* _Objectifs_:
1. Citez sans aucune modification le passage de l'extrait sur la gestion des matières résiduelles qui commence aux mots « S.M. : Il ne » et s'arrête après « régies internes municipales. ».
2. Indiquez, par oui ou par non, si chacun des énoncés suivants concorde avec l'extrait sur la gestion des matières résiduelles, et citez textuellement les mots de l'extrait qui permettent de trancher : (a) La Co-éco est gestionnaire des écocentres. (b) Les matières résiduelles sont régies par des lois fédérales. (c) Les mesures rédigées sont ensuite votées et acceptées par le conseil des MRC.

* _Extrait à lire_:
----------------------------------------

MAD : Pour bien comprendre l’arborescence des différents intervenants, est-ce que Co-éco chapeaute les écocentres ? Les centres de tri ?

S.H. : Avez-vous une demi-heure? (Rires.) Ce n’est pas confus seulement pour vous, ça l’est pour plusieurs, et il faut refaire de la sensibilisation dans les écoles ou auprès des élu.e.s municipaux. Parce que pour eux.elles, ça «roule tout seul» à la Co-éco, les gens prennent les bacs, envoient ça là, ramènent ça ici, etc. (Rires.) Mais oui, la Co-éco est gestionnaire des écocentres et de la mise en place des plans d’action dans les municipalités.

S.M. : Il ne faut pas oublier que toutes les matières résiduelles sont gérées par des lois provinciales et sont sous la responsabilité municipale. Sur cette responsabilité municipale là, c’est chaque MRC qui est le maître d’oeuvre des matières résiduelles. Donc les municipalités ont le devoir de gérer les trois bacs (bleu, brun et poubelle), et Co-éco s’occupe de baliser les plans de gestion des matières résiduelles (PGMR). Nous avons le devoir de consulter la population pour élaborer les mesures. Nous prenons des idées et nous écrivons des mesures qui ensuite sont votées et acceptées par le conseil des MRC. Plusieurs régions ont aussi créé des régies internes municipales.

----------------------------------------

* _Lignes présentées_:
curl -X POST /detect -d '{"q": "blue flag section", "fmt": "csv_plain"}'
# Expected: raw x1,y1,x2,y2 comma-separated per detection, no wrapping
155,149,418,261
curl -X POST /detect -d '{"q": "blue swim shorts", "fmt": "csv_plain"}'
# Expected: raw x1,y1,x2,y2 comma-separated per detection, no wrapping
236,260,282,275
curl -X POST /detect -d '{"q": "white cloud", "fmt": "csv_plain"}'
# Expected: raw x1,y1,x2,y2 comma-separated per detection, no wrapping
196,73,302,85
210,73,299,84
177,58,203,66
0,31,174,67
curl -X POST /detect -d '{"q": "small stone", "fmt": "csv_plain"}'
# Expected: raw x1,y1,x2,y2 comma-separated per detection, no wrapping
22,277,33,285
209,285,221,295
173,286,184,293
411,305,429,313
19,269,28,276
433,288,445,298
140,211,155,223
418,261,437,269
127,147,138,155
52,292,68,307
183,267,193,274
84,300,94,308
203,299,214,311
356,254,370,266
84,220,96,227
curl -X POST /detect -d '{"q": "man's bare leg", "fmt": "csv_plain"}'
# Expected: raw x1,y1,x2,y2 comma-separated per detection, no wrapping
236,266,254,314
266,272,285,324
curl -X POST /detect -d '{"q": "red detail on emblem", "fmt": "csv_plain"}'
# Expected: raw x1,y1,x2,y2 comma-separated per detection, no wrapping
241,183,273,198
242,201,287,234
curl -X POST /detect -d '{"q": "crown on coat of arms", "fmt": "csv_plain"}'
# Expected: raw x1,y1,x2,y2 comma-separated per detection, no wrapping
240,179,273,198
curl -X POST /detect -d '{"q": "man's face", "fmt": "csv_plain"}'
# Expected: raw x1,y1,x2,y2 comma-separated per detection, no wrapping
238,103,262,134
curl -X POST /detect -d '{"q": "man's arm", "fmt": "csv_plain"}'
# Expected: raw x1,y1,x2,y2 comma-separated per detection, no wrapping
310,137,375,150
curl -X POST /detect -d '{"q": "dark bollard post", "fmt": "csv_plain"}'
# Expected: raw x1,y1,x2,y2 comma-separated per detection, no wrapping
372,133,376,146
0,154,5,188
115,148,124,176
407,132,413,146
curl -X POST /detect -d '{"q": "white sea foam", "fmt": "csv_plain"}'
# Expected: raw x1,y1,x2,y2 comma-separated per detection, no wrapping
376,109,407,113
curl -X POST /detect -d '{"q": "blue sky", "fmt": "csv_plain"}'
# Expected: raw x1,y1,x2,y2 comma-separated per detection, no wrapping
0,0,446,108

----------------------------------------

* _Réponses_:
1.
S.M. : Il ne faut pas oublier que toutes les matières résiduelles sont gérées par des lois provinciales et sont sous la responsabilité municipale. Sur cette responsabilité municipale là, c’est chaque MRC qui est le maître d’oeuvre des matières résiduelles. Donc les municipalités ont le devoir de gérer les trois bacs (bleu, brun et poubelle), et Co-éco s’occupe de baliser les plans de gestion des matières résiduelles (PGMR). Nous avons le devoir de consulter la population pour élaborer les mesures. Nous prenons des idées et nous écrivons des mesures qui ensuite sont votées et acceptées par le conseil des MRC. Plusieurs régions ont aussi créé des régies internes municipales.

2.
(a) Oui : « la Co-éco est gestionnaire des écocentres ».
(b) Non : « toutes les matières résiduelles sont gérées par des lois provinciales ».
(c) Oui : « des mesures qui ensuite sont votées et acceptées par le conseil des MRC ».